Natural language region descriptions:

________________________

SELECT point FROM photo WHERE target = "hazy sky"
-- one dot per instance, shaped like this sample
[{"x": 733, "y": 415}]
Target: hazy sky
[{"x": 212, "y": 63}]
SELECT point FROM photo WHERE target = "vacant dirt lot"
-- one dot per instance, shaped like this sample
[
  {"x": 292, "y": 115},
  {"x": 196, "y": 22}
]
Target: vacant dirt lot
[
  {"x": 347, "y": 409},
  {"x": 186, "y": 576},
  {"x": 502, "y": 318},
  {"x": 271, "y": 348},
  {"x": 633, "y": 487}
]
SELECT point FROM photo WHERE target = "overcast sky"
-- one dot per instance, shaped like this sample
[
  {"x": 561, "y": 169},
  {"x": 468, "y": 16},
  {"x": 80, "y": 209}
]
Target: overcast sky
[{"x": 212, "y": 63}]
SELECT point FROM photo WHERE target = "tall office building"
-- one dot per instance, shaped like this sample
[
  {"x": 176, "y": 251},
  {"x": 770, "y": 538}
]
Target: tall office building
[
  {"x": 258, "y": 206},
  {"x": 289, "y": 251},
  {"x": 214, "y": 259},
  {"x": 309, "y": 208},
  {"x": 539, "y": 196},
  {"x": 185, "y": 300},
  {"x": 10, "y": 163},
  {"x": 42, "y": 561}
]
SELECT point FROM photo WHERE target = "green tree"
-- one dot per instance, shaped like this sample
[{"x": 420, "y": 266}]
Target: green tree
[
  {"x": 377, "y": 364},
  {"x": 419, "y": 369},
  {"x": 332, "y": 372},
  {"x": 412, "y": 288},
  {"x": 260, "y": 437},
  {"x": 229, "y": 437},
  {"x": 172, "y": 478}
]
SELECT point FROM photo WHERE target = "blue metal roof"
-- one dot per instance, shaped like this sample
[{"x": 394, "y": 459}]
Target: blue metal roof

________________________

[Requirement]: Every entry should be given again exactly as written.

[Solution]:
SELECT point FROM photo WHERE target = "hazy sky"
-- one dot per instance, shaped like this sample
[{"x": 733, "y": 415}]
Target: hazy sky
[{"x": 212, "y": 63}]
SELECT point FROM photo WHERE target = "vacant dirt lot"
-- one dot per instance, shaped like this sample
[
  {"x": 292, "y": 115},
  {"x": 196, "y": 22}
]
Target: vacant dirt lot
[
  {"x": 347, "y": 409},
  {"x": 186, "y": 576},
  {"x": 502, "y": 318},
  {"x": 271, "y": 348},
  {"x": 633, "y": 487}
]
SELECT point FROM photo WHERE target = "overcast sky"
-- one dot per instance, shaped like this sample
[
  {"x": 561, "y": 169},
  {"x": 468, "y": 16},
  {"x": 80, "y": 209}
]
Target: overcast sky
[{"x": 212, "y": 63}]
SELECT point FROM photo WHERE target = "tall office building"
-- one dot per instance, shaped like this sample
[
  {"x": 176, "y": 251},
  {"x": 770, "y": 538}
]
Target: tall office building
[
  {"x": 258, "y": 206},
  {"x": 289, "y": 251},
  {"x": 214, "y": 259},
  {"x": 309, "y": 208},
  {"x": 539, "y": 196},
  {"x": 185, "y": 300},
  {"x": 10, "y": 163},
  {"x": 42, "y": 561}
]
SELECT point FROM photo WHERE target = "green tree"
-- one dot per instance, shaped like this sample
[{"x": 420, "y": 266}]
Target: green tree
[
  {"x": 377, "y": 364},
  {"x": 419, "y": 369},
  {"x": 332, "y": 372},
  {"x": 412, "y": 288},
  {"x": 260, "y": 437},
  {"x": 229, "y": 437},
  {"x": 172, "y": 478}
]
SELECT point FROM photo WHERE target = "blue metal roof"
-- one dot per instance, shaped like this sample
[{"x": 394, "y": 459}]
Target: blue metal roof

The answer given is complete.